TASK TO CARRY OUT:
Locate the line containing "of the blue", then please write out that line and all the lines below it in the entries exactly.

EXERCISE DATA:

┌──

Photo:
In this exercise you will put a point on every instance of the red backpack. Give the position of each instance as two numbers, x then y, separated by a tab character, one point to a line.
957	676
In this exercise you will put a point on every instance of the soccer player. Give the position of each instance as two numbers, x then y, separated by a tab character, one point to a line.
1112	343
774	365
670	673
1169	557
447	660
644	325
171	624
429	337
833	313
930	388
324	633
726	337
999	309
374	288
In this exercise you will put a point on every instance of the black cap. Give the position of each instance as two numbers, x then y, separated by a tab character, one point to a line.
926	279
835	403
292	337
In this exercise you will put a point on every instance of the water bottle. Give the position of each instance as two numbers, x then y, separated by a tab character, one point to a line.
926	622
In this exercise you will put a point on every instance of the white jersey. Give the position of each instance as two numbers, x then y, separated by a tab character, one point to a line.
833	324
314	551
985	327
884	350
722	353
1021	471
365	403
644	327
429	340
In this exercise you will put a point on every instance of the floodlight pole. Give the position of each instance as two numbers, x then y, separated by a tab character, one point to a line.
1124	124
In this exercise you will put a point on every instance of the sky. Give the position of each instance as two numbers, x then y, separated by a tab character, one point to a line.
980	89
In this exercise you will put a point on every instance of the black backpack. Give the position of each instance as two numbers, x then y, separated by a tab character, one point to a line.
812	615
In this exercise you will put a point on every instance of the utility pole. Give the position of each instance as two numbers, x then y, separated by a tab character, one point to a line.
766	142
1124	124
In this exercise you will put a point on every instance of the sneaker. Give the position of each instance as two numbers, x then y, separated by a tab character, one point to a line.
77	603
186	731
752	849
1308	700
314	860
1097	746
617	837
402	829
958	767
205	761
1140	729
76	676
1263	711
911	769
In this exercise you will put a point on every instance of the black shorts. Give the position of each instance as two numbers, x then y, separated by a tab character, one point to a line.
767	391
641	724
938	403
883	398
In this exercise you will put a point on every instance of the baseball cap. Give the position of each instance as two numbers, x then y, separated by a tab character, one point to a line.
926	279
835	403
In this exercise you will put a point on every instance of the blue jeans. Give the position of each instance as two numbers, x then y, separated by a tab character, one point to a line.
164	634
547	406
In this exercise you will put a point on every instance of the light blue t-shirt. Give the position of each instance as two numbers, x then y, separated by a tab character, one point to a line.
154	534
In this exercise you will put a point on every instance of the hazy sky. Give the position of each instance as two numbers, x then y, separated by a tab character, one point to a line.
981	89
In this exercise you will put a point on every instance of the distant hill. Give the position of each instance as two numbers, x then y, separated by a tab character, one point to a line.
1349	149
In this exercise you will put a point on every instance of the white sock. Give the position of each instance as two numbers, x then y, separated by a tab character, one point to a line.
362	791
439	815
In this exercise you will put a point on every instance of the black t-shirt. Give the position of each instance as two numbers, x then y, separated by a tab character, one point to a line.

└──

WRITTEN ANSWER:
In this exercise you will put a point on every instance of the blue jeans. Give the position of each instance as two numbers, x then y, separated by a tab character, one point to a line.
164	634
547	406
In this exercise you will put a point on every instance of the light blue t-shirt. Give the position of each instance as two numbers, x then y, separated by a tab character, one point to a line.
154	534
In this exercise you will put a point on every instance of the hazy sky. Give the position of each instance as two numbers, x then y, separated by a tab character, one point to a line.
981	89
In this exercise you will put a point on every instance of the distant hill. Give the position of each instance as two numbers, x then y, separated by a tab character, one point to a line.
1349	149
In this exercise you will put a point on every instance of the white sock. Give the position of each instance as two numbers, x then y, separated by a tab character, one point to a line.
362	791
439	815
In this exercise you will put a point on every instance of the black t-shirt. Give the position of each instance as two numbers, x then y, separated by a tab character, one point to a line.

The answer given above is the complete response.